## DONNÉES:
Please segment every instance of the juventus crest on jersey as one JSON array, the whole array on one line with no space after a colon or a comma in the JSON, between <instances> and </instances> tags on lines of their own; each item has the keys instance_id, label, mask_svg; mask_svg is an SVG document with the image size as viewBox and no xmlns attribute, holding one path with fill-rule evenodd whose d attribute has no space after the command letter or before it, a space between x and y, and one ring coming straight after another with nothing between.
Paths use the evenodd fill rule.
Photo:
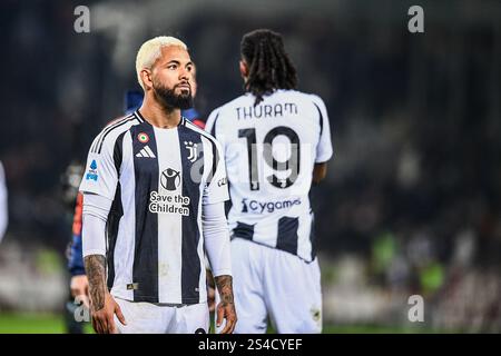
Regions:
<instances>
[{"instance_id":1,"label":"juventus crest on jersey","mask_svg":"<svg viewBox=\"0 0 501 356\"><path fill-rule=\"evenodd\" d=\"M220 157L216 140L185 118L160 129L136 111L97 136L80 190L114 200L107 222L114 296L206 301L202 204L228 199Z\"/></svg>"},{"instance_id":2,"label":"juventus crest on jersey","mask_svg":"<svg viewBox=\"0 0 501 356\"><path fill-rule=\"evenodd\" d=\"M325 105L295 90L254 101L250 93L236 98L214 110L206 126L225 152L233 237L311 261L313 167L333 154Z\"/></svg>"}]
</instances>

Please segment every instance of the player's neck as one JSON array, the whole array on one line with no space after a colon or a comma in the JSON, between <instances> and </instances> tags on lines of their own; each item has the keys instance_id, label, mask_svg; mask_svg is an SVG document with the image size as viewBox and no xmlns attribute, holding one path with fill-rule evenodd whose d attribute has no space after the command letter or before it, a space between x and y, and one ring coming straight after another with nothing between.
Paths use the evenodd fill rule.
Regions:
<instances>
[{"instance_id":1,"label":"player's neck","mask_svg":"<svg viewBox=\"0 0 501 356\"><path fill-rule=\"evenodd\" d=\"M175 128L180 121L180 109L165 108L155 100L145 98L139 108L146 121L161 129Z\"/></svg>"}]
</instances>

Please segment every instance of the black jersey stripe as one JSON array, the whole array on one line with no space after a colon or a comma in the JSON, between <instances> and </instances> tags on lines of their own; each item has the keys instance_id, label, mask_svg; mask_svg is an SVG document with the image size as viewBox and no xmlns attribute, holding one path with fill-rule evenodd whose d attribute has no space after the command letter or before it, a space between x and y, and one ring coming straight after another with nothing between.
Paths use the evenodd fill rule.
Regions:
<instances>
[{"instance_id":1,"label":"black jersey stripe","mask_svg":"<svg viewBox=\"0 0 501 356\"><path fill-rule=\"evenodd\" d=\"M210 129L210 135L216 137L216 122L217 118L219 117L219 112L216 113L216 118L214 119L213 128Z\"/></svg>"},{"instance_id":2,"label":"black jersey stripe","mask_svg":"<svg viewBox=\"0 0 501 356\"><path fill-rule=\"evenodd\" d=\"M291 217L282 217L278 220L278 235L276 239L276 248L297 255L297 229L299 228L299 219Z\"/></svg>"},{"instance_id":3,"label":"black jersey stripe","mask_svg":"<svg viewBox=\"0 0 501 356\"><path fill-rule=\"evenodd\" d=\"M209 140L212 147L213 147L213 165L209 175L207 176L207 184L210 184L213 180L214 175L216 174L217 165L219 164L219 152L217 150L216 140L207 135L205 131L203 131L199 127L197 127L195 123L191 123L190 121L186 120L185 126L187 126L189 129L193 129L194 131L198 132L199 135L204 136L206 139Z\"/></svg>"},{"instance_id":4,"label":"black jersey stripe","mask_svg":"<svg viewBox=\"0 0 501 356\"><path fill-rule=\"evenodd\" d=\"M101 132L97 136L97 139L94 141L92 147L90 148L91 152L97 152L97 148L99 147L99 142L101 141L101 137L102 135L105 135L105 132L107 132L109 129L112 129L116 125L122 122L124 120L129 119L131 116L128 115L124 118L120 118L118 120L112 121L111 123L109 123L108 126L106 126Z\"/></svg>"},{"instance_id":5,"label":"black jersey stripe","mask_svg":"<svg viewBox=\"0 0 501 356\"><path fill-rule=\"evenodd\" d=\"M200 231L198 229L198 205L200 197L200 181L191 177L191 162L185 151L184 142L191 141L200 147L202 135L189 128L181 126L178 129L180 158L183 167L183 187L181 195L189 197L189 216L181 217L181 303L195 304L199 303L200 290L199 281L202 274L202 263L198 256L198 243L200 240Z\"/></svg>"},{"instance_id":6,"label":"black jersey stripe","mask_svg":"<svg viewBox=\"0 0 501 356\"><path fill-rule=\"evenodd\" d=\"M117 125L116 127L114 127L112 129L110 129L110 130L109 130L108 132L106 132L105 135L102 135L101 142L99 144L99 148L98 148L98 151L97 151L97 152L98 152L98 154L101 152L102 144L105 142L105 139L106 139L106 137L108 136L108 134L110 134L112 130L115 130L115 129L119 128L120 126L124 126L124 125L126 125L127 122L132 121L132 120L136 120L136 118L135 118L135 117L131 117L131 118L127 119L126 121L124 121L124 122Z\"/></svg>"},{"instance_id":7,"label":"black jersey stripe","mask_svg":"<svg viewBox=\"0 0 501 356\"><path fill-rule=\"evenodd\" d=\"M321 109L318 108L318 106L314 102L313 103L315 107L316 107L316 109L318 110L318 116L320 116L320 126L321 126L321 137L322 137L322 132L324 131L324 116L322 115L322 111L321 111Z\"/></svg>"},{"instance_id":8,"label":"black jersey stripe","mask_svg":"<svg viewBox=\"0 0 501 356\"><path fill-rule=\"evenodd\" d=\"M120 175L120 167L122 161L122 146L124 136L122 132L118 136L115 141L114 147L114 162L117 169L117 175ZM107 263L108 263L108 289L111 290L115 283L115 246L117 244L118 226L121 217L124 216L124 206L121 202L121 185L118 181L117 190L115 192L115 199L111 205L110 212L107 220L107 233L108 233L108 251L107 251Z\"/></svg>"},{"instance_id":9,"label":"black jersey stripe","mask_svg":"<svg viewBox=\"0 0 501 356\"><path fill-rule=\"evenodd\" d=\"M144 144L139 132L148 135L148 146L158 157L154 128L147 122L130 129L132 152L138 152ZM158 191L158 160L145 159L134 155L136 234L132 264L134 301L158 303L158 215L149 210L149 195Z\"/></svg>"},{"instance_id":10,"label":"black jersey stripe","mask_svg":"<svg viewBox=\"0 0 501 356\"><path fill-rule=\"evenodd\" d=\"M118 120L117 122L106 127L102 132L100 134L100 136L98 137L98 139L96 140L96 145L94 146L92 152L95 154L100 154L101 149L102 149L102 144L105 142L106 137L108 136L108 134L110 134L111 131L114 131L115 129L119 128L120 126L134 120L135 117L134 116L126 116L125 118Z\"/></svg>"},{"instance_id":11,"label":"black jersey stripe","mask_svg":"<svg viewBox=\"0 0 501 356\"><path fill-rule=\"evenodd\" d=\"M254 225L237 221L237 226L233 229L233 237L244 238L246 240L253 240Z\"/></svg>"},{"instance_id":12,"label":"black jersey stripe","mask_svg":"<svg viewBox=\"0 0 501 356\"><path fill-rule=\"evenodd\" d=\"M134 111L134 115L136 116L136 118L138 119L139 122L145 122L145 118L143 117L141 112L139 111L139 109L137 109L136 111Z\"/></svg>"}]
</instances>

## EXERCICE:
Repérez dans les lignes ci-dessus toutes celles où figure la chaîne "neck", puis recopiez-les.

## RÉPONSE RÉDIGÉE:
Please segment every instance of the player's neck as one JSON array, the whole array on one line with no space after a colon or a comma in the JSON, between <instances> and </instances> tags on lines of their own; each item has the keys instance_id, label, mask_svg; mask_svg is an SVG document with the image size as viewBox and no xmlns attribute, holding one path with fill-rule evenodd whose d attribute has no space after the command letter or before it, a space between x and y, and one ring coming straight after another with nothing between.
[{"instance_id":1,"label":"player's neck","mask_svg":"<svg viewBox=\"0 0 501 356\"><path fill-rule=\"evenodd\" d=\"M175 128L180 121L180 109L165 108L155 100L145 98L139 108L146 121L161 129Z\"/></svg>"}]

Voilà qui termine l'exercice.